*** Opening Text shown ***
By Eva Mathews and Savyata Mishra
(Reuters) -AT&T Inc lifted its annual profit forecast after posting upbeat third-quarter results on Thursday, thanks to Americans opting for pricier wireless plans and a rebound in international travel.
After unwinding its efforts to become a media and entertainment company, AT&T is back to focusing on its wireless business in a highly competitive U.S. telecoms market.
The wireless carrier is now betting on the demand for broadband, international roaming, and monthly bill-paying subscribers to help pay off the nearly $134 billion debt on its balance sheet.
AT&T’s added 708,000 net new monthly bill-paying wireless phone subscribers in the third quarter and 338,000 new fiber internet customers.
Executives said bad debt was starting to return to pre-pandemic levels.
The company now expects adjusted profit per share for the full year to be $2.50 or higher compared with earlier expectations of $2.42 to $2.46 per share.
Analysts on average expect a profit of $2.56 per share for the year, according to Refinitiv data.
*** Closing Text shown ***
*** Opening Listed records ***
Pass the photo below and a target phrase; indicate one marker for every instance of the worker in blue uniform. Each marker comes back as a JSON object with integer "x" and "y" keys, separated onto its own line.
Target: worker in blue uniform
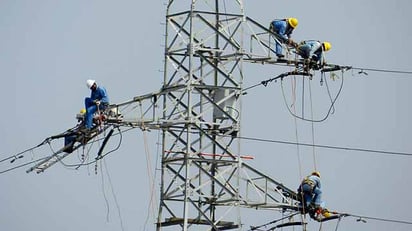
{"x": 310, "y": 191}
{"x": 98, "y": 100}
{"x": 313, "y": 51}
{"x": 283, "y": 28}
*** Closing Listed records ***
(Activity list):
a: Answer these questions using the AT&T article:
(i) How many new fiber internet customers did AT&T add in the third quarter?
(ii) About how much debt is on AT&T's balance sheet?
(iii) What full-year profit per share do analysts expect on average, according to Refinitiv data?
b: Carry on the AT&T article from its last sentence.
The records aren't needed here.

(Solved problems):
a:
(i) 338,000
(ii) Nearly $134 billion
(iii) $2.56 per share

b:
Still, AT&T passed on some of the inflationary pressure to consumers when it increased prices of some plans and had to trim its annual free cash flow outlook due to late bill-payments in its enterprise-heavy business.
Analysts have also raised concerns on the effects of U.S. carriers’ aggressive promotion strategy in a bid to retain subscribers.
J.P Morgan analyst Philip Cusick said AT&T’s free cash flow for the quarter was “light”, but reiterated at $14 billion for the year, which would require a 50% quarter-on-quarter ramp to $6 billion in the fourth quarter.
AT&T reported an adjusted profit of 68 cents per share on revenue of $30 billion in the quarter ended Sept. 30, both above expectations of a profit of 61 cents on revenue of $29.86 billion.
Shares in AT&T rose 5.1%, while Verizon and T-Mobile shares gained about 0.5%.